[Part of a data file]
»»
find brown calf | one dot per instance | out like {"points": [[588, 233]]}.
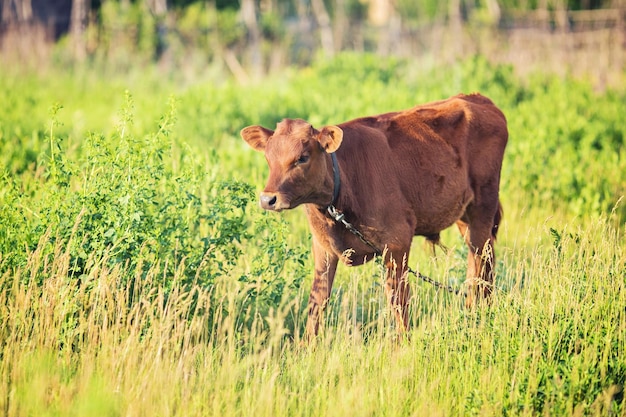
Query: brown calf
{"points": [[414, 172]]}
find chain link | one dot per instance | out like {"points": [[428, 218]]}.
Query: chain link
{"points": [[339, 217]]}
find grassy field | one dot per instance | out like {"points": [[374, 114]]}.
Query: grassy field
{"points": [[138, 276]]}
««
Given task:
Output every line from the one containing "find chain link" through the final line above, both included, with no changes.

Correct result:
find chain link | one dot per instance | out like {"points": [[428, 218]]}.
Query: chain link
{"points": [[339, 217]]}
find grassy field | one dot per instance | out like {"points": [[374, 114]]}.
Query: grassy field
{"points": [[138, 276]]}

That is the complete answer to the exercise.